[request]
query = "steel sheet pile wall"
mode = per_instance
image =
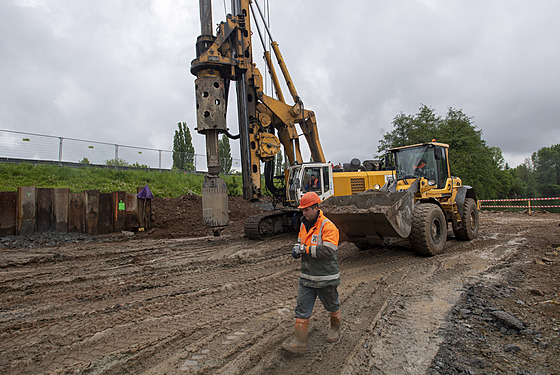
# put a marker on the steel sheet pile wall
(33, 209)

▬▬▬▬▬▬

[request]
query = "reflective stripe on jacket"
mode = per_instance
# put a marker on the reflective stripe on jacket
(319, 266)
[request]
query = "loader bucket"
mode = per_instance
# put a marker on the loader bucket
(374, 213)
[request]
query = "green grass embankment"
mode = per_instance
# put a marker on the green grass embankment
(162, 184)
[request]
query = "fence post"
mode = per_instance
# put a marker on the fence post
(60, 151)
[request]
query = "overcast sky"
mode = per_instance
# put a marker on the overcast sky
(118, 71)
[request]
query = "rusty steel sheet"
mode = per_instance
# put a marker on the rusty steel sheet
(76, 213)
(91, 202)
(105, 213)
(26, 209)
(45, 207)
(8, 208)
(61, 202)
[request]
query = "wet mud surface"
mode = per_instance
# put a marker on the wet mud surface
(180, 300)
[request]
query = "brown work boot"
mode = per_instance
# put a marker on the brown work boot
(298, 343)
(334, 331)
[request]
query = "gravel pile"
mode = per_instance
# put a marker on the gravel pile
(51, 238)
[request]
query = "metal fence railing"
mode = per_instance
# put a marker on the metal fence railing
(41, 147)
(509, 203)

▬▬▬▬▬▬

**The problem**
Report how many lines of the records contain the string "fence". Reply with the number only.

**Expected output**
4